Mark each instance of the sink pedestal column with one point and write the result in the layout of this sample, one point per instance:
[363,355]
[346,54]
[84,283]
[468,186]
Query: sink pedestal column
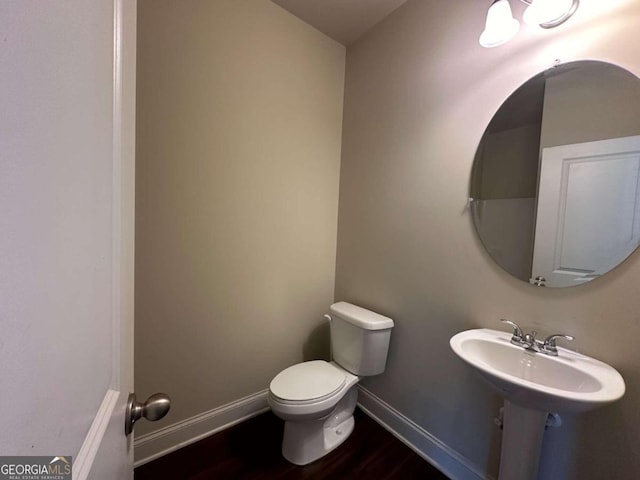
[523,430]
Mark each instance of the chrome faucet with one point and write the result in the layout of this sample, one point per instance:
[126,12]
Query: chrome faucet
[529,342]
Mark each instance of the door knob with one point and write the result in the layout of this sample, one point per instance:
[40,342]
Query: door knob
[156,407]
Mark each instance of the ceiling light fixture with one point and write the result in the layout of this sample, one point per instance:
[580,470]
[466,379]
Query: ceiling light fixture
[501,27]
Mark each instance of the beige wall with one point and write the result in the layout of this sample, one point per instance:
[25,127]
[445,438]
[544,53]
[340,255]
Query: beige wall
[419,92]
[610,112]
[239,131]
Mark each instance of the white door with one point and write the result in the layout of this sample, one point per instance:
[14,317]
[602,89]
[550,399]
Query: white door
[588,217]
[67,97]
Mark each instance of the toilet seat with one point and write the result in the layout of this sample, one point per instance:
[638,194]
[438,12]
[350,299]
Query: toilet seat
[307,382]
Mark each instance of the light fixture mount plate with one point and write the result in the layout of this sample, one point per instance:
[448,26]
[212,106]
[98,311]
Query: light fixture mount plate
[560,20]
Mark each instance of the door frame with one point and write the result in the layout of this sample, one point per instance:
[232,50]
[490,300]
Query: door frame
[111,412]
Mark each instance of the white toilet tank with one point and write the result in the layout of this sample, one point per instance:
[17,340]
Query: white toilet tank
[359,339]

_What to produce_
Put every line of the entries above into a Markdown table with the columns Row and Line, numbering the rows in order and leaving out blank lines. Leave the pictures out of the answer.

_Result below_
| Row | Line |
|---|---|
| 1 | Mark each instance of the sink pedestal column with one point and write the result in the layout of this sample, one point per instance: |
| 2 | [363,355] |
| 3 | [346,54] |
| 4 | [84,283] |
| 5 | [468,186] |
| 6 | Query: sink pedestal column |
| 7 | [523,430] |
| 8 | Mark each instance of the chrome faucet with one point and write the result in the layout of this sample, one point per instance: |
| 9 | [126,12] |
| 10 | Query: chrome faucet |
| 11 | [529,342] |
| 12 | Mark each instance of the door knob with one point and write the result in the layout of this sample, one point per instance: |
| 13 | [40,342] |
| 14 | Query: door knob |
| 15 | [156,407] |
| 16 | Mark each instance of the ceiling light fixture with one point and write the result in the layout of this sample, one point per instance: |
| 17 | [580,470] |
| 18 | [466,379] |
| 19 | Query: ceiling light fixture |
| 20 | [501,27] |
| 21 | Mark each instance of the beige wall with one point and write the result in the layout of this sample, one point per instance: |
| 22 | [25,127] |
| 23 | [445,438] |
| 24 | [544,53] |
| 25 | [340,255] |
| 26 | Query: beige wall |
| 27 | [419,92] |
| 28 | [610,112] |
| 29 | [239,131] |
| 30 | Mark each instance of the white door with one point and write the result in the layout of this sample, one point per instance: |
| 31 | [14,317] |
| 32 | [602,89] |
| 33 | [550,399] |
| 34 | Query: white door |
| 35 | [588,217] |
| 36 | [67,97] |
| 37 | Mark each instance of the toilet seat with one point and write the result in the layout of this sample, one point per instance: |
| 38 | [638,194] |
| 39 | [438,12] |
| 40 | [350,299] |
| 41 | Query: toilet seat |
| 42 | [307,382] |
| 43 | Mark each instance of the light fixture mount plate with one point and write the result in the layout of this sample, one point per instance: |
| 44 | [448,26] |
| 45 | [212,106] |
| 46 | [98,311] |
| 47 | Query: light fixture mount plate |
| 48 | [560,20] |
| 49 | Mark each instance of the door frame with one point and write the result in the layout of this sample, one point per instance: |
| 50 | [232,50] |
| 51 | [490,300] |
| 52 | Query: door frame |
| 53 | [111,412] |
| 54 | Mark each instance of the white toilet tank with one point and write the result in the layout of this sample, one point per instance: |
| 55 | [17,340] |
| 56 | Query: white toilet tank |
| 57 | [359,339] |